■ EXERCISE BRIEF:
Copy out each line below in which the string "tree" appears.

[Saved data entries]
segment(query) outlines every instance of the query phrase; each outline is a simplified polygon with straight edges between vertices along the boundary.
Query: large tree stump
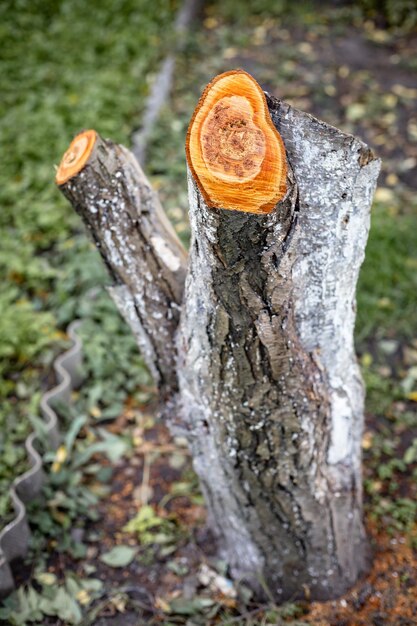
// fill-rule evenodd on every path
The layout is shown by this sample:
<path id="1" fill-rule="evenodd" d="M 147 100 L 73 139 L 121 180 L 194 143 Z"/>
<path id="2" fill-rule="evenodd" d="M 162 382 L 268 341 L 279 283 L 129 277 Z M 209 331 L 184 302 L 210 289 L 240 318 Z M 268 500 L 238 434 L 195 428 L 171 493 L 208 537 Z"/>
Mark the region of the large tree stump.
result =
<path id="1" fill-rule="evenodd" d="M 227 90 L 219 90 L 219 77 L 210 107 L 204 110 L 204 100 L 198 107 L 211 124 L 220 102 L 219 133 L 203 126 L 198 113 L 189 129 L 192 241 L 185 293 L 175 300 L 175 310 L 182 303 L 179 327 L 176 317 L 167 329 L 169 350 L 175 353 L 174 339 L 177 345 L 174 387 L 210 525 L 233 576 L 278 600 L 325 599 L 346 591 L 368 563 L 360 447 L 364 394 L 353 330 L 380 162 L 358 139 L 281 101 L 263 94 L 260 101 L 253 94 L 246 103 L 239 100 L 245 99 L 246 79 L 237 75 L 236 93 L 229 78 Z M 204 99 L 213 96 L 211 88 Z M 263 142 L 274 138 L 256 115 L 259 102 L 286 148 L 287 163 L 278 169 L 264 162 L 269 152 Z M 193 136 L 196 120 L 200 129 Z M 219 152 L 213 140 L 206 156 L 201 159 L 201 145 L 200 161 L 193 161 L 204 128 L 220 137 Z M 245 162 L 234 170 L 239 152 Z M 204 187 L 207 172 L 201 175 L 199 164 L 209 166 L 218 184 L 230 183 L 227 209 L 212 201 L 207 206 L 221 196 Z M 265 185 L 256 183 L 257 168 L 266 168 Z M 258 196 L 255 208 L 248 200 L 248 211 L 244 198 L 251 180 Z M 77 174 L 66 195 L 90 223 L 82 208 L 88 204 L 84 184 Z M 107 187 L 107 179 L 101 184 Z M 274 194 L 280 201 L 271 206 Z M 141 222 L 135 227 L 141 231 Z M 109 262 L 102 245 L 109 235 L 105 228 L 93 232 Z M 116 249 L 119 244 L 114 242 Z M 126 276 L 118 277 L 127 284 Z M 159 284 L 157 273 L 153 280 Z M 140 297 L 146 299 L 146 292 Z M 166 300 L 163 306 L 165 324 L 172 314 Z M 155 354 L 162 358 L 160 349 Z"/>

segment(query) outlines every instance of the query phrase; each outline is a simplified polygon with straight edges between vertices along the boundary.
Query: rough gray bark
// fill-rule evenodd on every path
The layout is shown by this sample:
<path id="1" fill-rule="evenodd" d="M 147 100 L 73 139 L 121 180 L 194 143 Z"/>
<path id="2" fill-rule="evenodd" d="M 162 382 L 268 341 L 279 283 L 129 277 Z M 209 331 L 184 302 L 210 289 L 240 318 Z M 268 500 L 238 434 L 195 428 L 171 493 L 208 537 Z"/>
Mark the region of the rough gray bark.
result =
<path id="1" fill-rule="evenodd" d="M 100 137 L 86 166 L 60 189 L 90 230 L 115 283 L 109 293 L 170 404 L 187 257 L 157 194 L 133 155 Z"/>
<path id="2" fill-rule="evenodd" d="M 100 140 L 62 190 L 156 382 L 167 397 L 179 383 L 181 425 L 234 577 L 278 600 L 324 599 L 367 567 L 353 329 L 380 163 L 354 137 L 268 106 L 288 194 L 266 216 L 208 209 L 189 176 L 184 295 L 185 254 L 128 151 Z"/>
<path id="3" fill-rule="evenodd" d="M 210 524 L 235 578 L 325 599 L 367 567 L 355 289 L 380 163 L 269 98 L 293 170 L 267 216 L 208 209 L 192 243 L 180 394 Z"/>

■ THE ANSWER:
Query: large tree stump
Mark the region of the large tree stump.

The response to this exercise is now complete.